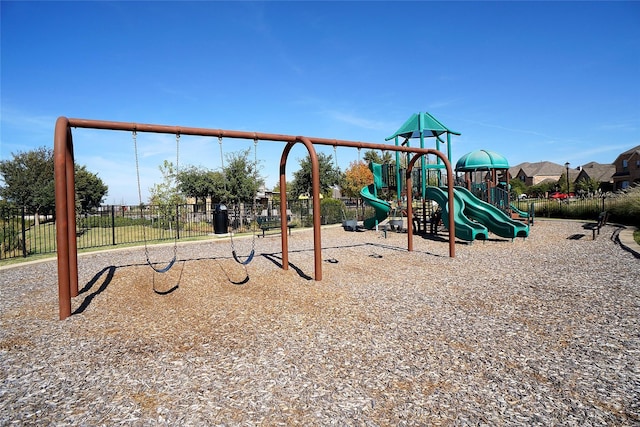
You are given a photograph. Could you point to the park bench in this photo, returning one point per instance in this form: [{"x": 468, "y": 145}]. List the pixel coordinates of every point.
[
  {"x": 271, "y": 223},
  {"x": 602, "y": 221}
]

==================================================

**Exercise prompt:**
Write out the listing above word for word, without the pictures.

**Exercise response:**
You are given a photograph. Could you point to the park bench in this photo, returning one point per instance in this form: [{"x": 468, "y": 145}]. List the pixel coordinates of every point.
[
  {"x": 271, "y": 223},
  {"x": 602, "y": 221}
]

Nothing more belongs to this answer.